> [Description of the task]:
From the line containing "negative clicks: (601, 306)" down to the last line of the records below, restate each line word for word and leave out the rest.

> [Data extract]:
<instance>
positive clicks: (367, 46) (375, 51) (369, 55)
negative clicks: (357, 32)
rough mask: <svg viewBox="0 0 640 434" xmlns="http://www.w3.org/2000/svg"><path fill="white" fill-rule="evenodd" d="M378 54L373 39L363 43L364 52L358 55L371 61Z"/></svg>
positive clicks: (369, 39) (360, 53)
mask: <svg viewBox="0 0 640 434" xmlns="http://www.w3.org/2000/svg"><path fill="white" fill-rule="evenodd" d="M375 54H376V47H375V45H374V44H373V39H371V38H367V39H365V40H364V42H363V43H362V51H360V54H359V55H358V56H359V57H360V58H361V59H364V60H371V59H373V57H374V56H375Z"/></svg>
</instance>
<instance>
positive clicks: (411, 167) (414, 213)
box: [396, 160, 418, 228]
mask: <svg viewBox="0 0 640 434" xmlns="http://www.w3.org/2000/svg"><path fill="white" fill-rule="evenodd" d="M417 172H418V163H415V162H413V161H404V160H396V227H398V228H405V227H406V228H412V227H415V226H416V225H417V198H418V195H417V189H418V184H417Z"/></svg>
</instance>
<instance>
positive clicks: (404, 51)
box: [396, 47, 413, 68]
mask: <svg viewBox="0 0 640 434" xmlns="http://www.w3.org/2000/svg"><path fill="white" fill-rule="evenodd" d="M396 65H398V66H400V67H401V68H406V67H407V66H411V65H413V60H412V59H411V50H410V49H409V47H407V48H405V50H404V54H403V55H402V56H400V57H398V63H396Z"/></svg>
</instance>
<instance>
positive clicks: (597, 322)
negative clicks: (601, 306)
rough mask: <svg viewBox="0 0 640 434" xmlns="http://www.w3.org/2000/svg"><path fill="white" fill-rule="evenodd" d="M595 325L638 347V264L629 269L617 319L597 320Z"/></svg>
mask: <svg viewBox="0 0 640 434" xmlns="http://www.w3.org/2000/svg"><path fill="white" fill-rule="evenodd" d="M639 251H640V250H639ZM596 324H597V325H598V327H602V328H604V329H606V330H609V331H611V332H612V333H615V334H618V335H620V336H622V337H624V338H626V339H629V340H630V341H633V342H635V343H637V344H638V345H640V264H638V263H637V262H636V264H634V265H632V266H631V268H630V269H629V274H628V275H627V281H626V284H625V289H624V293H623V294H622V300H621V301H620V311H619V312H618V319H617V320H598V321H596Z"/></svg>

> [Answer box]:
negative clicks: (601, 306)
rough mask: <svg viewBox="0 0 640 434" xmlns="http://www.w3.org/2000/svg"><path fill="white" fill-rule="evenodd" d="M595 325L638 347V264L629 269L617 319L597 320Z"/></svg>
mask: <svg viewBox="0 0 640 434" xmlns="http://www.w3.org/2000/svg"><path fill="white" fill-rule="evenodd" d="M639 251H640V250H639ZM596 324H597V325H598V327H602V328H604V329H606V330H609V331H611V332H612V333H615V334H618V335H620V336H622V337H624V338H626V339H629V340H630V341H633V342H635V343H637V344H638V345H640V264H638V263H637V262H636V264H634V265H632V266H631V268H630V269H629V274H628V275H627V281H626V284H625V289H624V293H623V294H622V300H621V301H620V311H619V312H618V319H617V320H598V321H596Z"/></svg>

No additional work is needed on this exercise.